Stated goal - Please return every one of the rows below verbatim, leaving out the pictures.

[Start of Recorded information]

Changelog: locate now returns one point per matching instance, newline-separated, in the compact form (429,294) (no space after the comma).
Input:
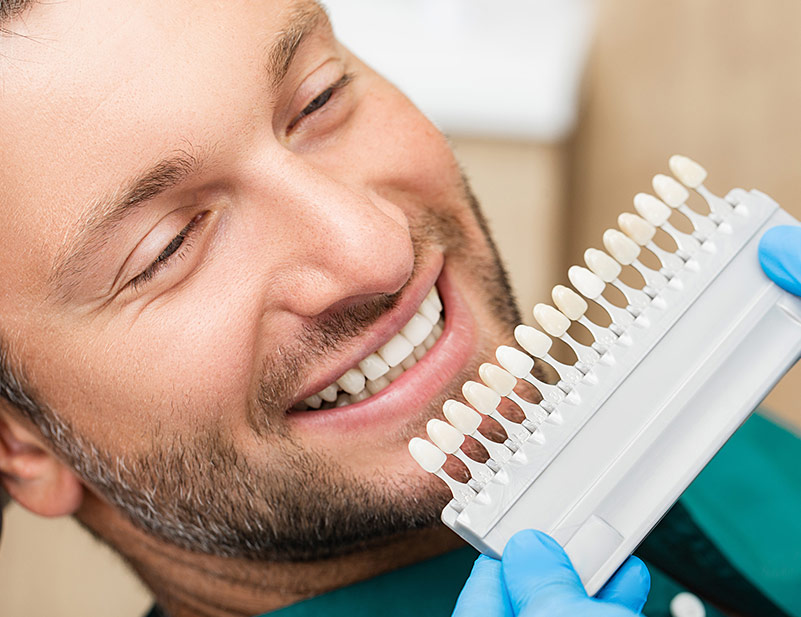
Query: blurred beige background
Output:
(717,80)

[End of Recorded information]

Written answer -
Changelog: locate now returns one point per matching instance, newline-separated, in the compact form (429,294) (no space after the comma).
Input:
Query: blurred beige background
Output:
(717,80)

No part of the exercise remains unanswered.